Find each line in the listing below that contains the word "stone" and copy those lines. Case counts.

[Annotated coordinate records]
══════

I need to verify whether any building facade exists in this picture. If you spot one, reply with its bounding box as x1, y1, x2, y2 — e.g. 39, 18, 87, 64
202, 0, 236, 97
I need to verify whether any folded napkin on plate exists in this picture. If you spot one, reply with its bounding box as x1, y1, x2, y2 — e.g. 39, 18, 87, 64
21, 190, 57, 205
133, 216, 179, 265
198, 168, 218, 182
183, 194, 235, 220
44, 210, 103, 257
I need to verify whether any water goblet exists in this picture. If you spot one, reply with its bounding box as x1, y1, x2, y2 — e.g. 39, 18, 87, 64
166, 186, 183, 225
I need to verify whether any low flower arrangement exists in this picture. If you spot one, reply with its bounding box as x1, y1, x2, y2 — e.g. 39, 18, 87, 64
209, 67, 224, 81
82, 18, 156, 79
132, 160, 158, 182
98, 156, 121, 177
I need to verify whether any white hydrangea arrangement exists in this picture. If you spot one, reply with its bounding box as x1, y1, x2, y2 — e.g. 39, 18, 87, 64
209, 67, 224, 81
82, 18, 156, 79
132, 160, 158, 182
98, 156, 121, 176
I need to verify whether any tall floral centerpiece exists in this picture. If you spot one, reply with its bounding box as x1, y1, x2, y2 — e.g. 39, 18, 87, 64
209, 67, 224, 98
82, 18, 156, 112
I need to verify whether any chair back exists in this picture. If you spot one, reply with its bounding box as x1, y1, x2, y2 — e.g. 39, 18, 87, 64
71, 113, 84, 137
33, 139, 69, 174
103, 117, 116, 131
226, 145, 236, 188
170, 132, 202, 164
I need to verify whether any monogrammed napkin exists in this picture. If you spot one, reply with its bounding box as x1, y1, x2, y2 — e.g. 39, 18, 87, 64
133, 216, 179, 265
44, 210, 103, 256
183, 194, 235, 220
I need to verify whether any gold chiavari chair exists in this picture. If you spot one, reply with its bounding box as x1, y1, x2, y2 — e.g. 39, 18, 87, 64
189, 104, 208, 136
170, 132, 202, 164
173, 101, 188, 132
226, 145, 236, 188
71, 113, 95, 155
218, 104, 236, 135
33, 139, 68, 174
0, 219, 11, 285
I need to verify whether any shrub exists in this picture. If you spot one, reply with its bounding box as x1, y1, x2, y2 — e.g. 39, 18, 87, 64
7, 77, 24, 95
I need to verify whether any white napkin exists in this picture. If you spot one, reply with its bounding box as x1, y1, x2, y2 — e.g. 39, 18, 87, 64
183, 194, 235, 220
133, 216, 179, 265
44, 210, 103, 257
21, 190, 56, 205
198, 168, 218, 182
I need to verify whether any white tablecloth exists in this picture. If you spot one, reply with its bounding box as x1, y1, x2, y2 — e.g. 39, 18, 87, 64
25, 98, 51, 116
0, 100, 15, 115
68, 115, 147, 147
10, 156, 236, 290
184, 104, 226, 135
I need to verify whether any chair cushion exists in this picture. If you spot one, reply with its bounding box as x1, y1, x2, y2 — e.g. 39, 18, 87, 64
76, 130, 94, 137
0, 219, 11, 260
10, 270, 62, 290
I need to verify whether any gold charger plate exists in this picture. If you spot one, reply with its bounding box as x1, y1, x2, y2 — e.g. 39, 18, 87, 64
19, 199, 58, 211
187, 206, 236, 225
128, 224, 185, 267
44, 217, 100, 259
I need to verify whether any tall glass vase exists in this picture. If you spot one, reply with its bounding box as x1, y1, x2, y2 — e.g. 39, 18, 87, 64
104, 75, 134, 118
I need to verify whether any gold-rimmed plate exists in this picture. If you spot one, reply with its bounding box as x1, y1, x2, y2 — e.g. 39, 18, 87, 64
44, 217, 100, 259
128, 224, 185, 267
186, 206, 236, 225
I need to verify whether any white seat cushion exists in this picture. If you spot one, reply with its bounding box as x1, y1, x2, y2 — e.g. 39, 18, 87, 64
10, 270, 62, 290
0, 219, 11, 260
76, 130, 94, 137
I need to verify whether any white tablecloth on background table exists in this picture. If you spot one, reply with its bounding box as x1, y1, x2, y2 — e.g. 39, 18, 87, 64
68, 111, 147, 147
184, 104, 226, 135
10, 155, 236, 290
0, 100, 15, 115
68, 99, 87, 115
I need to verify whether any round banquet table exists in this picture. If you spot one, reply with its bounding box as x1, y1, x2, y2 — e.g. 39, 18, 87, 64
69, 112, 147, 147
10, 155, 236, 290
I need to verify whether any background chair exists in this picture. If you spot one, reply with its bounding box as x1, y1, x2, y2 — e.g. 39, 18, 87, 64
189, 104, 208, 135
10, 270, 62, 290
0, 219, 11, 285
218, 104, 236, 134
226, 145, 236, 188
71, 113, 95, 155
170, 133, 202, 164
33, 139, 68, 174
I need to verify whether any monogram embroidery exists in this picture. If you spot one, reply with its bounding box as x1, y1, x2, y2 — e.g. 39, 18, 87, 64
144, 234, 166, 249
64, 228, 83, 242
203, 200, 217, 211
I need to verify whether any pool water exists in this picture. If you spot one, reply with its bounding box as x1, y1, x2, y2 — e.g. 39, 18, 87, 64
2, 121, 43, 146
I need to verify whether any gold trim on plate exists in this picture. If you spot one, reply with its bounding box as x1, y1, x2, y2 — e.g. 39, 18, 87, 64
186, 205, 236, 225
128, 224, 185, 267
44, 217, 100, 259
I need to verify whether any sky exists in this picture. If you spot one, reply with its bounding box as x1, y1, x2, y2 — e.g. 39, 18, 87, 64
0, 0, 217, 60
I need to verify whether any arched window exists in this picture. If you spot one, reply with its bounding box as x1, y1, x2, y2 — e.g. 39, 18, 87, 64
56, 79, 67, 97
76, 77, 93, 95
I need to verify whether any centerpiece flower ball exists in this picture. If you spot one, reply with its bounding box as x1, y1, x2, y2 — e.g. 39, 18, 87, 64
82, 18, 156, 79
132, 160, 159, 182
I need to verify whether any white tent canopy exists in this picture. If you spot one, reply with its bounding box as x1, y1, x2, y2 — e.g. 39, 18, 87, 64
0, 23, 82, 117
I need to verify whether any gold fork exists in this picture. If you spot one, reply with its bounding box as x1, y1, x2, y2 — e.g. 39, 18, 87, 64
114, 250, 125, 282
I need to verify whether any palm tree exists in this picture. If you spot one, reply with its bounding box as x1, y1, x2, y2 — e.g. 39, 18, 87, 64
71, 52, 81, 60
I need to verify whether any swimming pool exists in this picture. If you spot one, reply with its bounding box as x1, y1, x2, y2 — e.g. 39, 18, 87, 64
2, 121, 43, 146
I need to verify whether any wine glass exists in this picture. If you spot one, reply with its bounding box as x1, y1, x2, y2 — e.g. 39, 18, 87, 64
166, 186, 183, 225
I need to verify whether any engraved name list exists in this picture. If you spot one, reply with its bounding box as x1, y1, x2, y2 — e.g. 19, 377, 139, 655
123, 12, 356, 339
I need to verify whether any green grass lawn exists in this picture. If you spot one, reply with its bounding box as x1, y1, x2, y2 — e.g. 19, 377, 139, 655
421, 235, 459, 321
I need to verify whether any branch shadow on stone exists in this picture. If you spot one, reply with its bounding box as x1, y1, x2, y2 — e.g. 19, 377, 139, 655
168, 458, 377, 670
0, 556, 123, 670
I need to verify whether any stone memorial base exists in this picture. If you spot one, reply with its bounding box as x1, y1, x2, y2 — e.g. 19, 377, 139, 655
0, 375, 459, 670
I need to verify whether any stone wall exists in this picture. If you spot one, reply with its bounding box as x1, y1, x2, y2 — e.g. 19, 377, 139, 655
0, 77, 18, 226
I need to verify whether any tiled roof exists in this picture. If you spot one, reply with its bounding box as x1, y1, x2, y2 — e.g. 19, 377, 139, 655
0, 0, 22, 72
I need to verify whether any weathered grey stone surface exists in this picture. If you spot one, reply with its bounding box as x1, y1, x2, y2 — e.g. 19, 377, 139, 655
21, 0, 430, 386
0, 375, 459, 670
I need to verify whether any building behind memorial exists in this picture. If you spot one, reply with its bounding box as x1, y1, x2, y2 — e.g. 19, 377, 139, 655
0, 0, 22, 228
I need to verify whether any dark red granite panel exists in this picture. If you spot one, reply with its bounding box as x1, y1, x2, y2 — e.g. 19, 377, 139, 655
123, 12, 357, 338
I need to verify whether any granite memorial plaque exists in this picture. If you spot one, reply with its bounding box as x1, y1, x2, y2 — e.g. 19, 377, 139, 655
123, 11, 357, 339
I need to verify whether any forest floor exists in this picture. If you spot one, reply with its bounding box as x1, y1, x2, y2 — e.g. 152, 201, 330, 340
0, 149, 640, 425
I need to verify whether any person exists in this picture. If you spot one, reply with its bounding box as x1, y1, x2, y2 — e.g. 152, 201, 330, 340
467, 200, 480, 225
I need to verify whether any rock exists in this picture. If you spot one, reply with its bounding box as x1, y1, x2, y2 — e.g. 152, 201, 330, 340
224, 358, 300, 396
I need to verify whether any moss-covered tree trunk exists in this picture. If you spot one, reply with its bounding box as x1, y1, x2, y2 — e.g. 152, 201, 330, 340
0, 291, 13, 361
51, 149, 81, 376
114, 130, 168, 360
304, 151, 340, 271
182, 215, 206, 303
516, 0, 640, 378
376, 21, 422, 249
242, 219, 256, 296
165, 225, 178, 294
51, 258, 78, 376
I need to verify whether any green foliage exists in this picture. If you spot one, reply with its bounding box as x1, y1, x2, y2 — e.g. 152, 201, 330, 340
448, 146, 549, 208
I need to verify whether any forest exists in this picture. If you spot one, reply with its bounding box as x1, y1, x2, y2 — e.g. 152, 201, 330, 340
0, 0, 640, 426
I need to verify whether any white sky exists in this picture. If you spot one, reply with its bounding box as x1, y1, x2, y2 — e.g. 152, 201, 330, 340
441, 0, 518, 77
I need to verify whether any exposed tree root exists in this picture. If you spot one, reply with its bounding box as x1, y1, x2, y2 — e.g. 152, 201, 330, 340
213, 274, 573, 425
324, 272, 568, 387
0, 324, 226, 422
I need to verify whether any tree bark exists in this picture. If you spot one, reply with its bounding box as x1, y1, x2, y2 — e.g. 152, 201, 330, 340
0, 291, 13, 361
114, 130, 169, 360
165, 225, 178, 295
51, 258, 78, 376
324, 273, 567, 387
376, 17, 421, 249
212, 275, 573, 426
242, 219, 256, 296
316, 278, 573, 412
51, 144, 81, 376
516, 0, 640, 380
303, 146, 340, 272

══════

RESPONSE ▸
I need to verify whether any branch shadow on stone exists in this picture. If you spot one, reply with its bounding box as x1, y1, x2, y2 — e.g. 19, 377, 139, 655
I need to verify whether any stone memorial base exists in this picture. If you spot one, reply with its bounding box as x1, y1, x2, y2 — e.g. 19, 377, 139, 655
I need to verify whether any stone wall exists in this picture. If you spot one, reply with its bounding box as x1, y1, x2, y2 — e.g. 19, 377, 139, 655
I need to verify whether any weathered grey stone surface exists in this picture. If you spot one, reply with its bounding box as x1, y1, x2, y2 — e.g. 19, 377, 139, 655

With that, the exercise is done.